Abbiamo così 114 capitoli nella stampa del 1604, e 142 capitoli nel manoscritto settecentesco. I 114 capitoli della stampa sono interamente contenuti nel manoscritto. Dalla stampa mancano quindi 28 statuti: I-XVII(18), XLVII, LI, LXXXI, XCIX, CIV, CVIII, CVIIII, CX, CXXIX, CXXXV. Di 5 di questi, nella stampa, sono riportati solo i titoli: " De non capiendo alienas messes, et legumina" numerato con LXXX; "De eo qui occiderit, sbudelaverit alienam bestiam grossam" tra il cap. LXXXVI e il cap. LXXXVII; "De bestiis mortuis tra il cap. CVI e il cap. CVI; "Quod homines de Cario possint facere consilium" e "De Galinis" tra il cap. CXI e il cap. CXII. Un ulteriore titolo riportato, invece, non è presente ne' nell'indice, ne' nel testo del manoscritto: si tratta di "Quod dominus sive rector possit ex officio suo procedere, et inquirere super maleficijs, et damnis" (5), probabilmente dimenticato dallo scriba. Dei cinque, poi, "De Galinis" è presente nel manoscritto con il testo di "De non plantando arbores in "Riparia". L'errore commesso è stato questo: l'amanuense ha scritto il titolo "De Galinis" e ha ricopiato il testo di "De non plantando . . . . ", che è il capitolo seguente, omettendo così il testo di "De Galinis" e il titolo del testo ricopiato. Come ho già sottolineato, infine, la "Rubrica" riporta due titoli che non ritroviamo nel testo, e più precisamente "De non ludendo ad logorios" e "De non plantando arboribus in Riparia" (ma in effetti, come abbiamo visto, manca il testo di "De Galinis").

### Problema posto a
Secondo il testo sugli statuti, perché nel manoscritto il titolo "De Galinis" è seguito dal testo di "De non plantando arbores in Riparia"? Rispondi in una o due frasi.
Il testo e l'elenco sono materiali indipendenti l'uno dall'altro.

### Voci di dati salvate
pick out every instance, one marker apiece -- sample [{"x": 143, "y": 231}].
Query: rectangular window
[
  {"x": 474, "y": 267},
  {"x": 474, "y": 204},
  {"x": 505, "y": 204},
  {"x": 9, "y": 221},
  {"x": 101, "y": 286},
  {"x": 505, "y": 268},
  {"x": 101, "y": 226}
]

### Problema posto b
Riscrivi per intero ogni riga dell'elenco. Sposta ciascuna coordinata x e y dei punti aggiungendole 41.

### Soluzione svolta a
L'amanuense ha scritto il titolo "De Galinis" e poi ha ricopiato il testo di "De non plantando . . . .", cioè del capitolo seguente. Così ha omesso sia il testo di "De Galinis" sia il titolo del testo ricopiato.

### Soluzione svolta b
pick out every instance, one marker apiece -- sample [{"x": 143, "y": 231}].
Query: rectangular window
[
  {"x": 515, "y": 308},
  {"x": 515, "y": 245},
  {"x": 546, "y": 245},
  {"x": 50, "y": 262},
  {"x": 142, "y": 327},
  {"x": 546, "y": 309},
  {"x": 142, "y": 267}
]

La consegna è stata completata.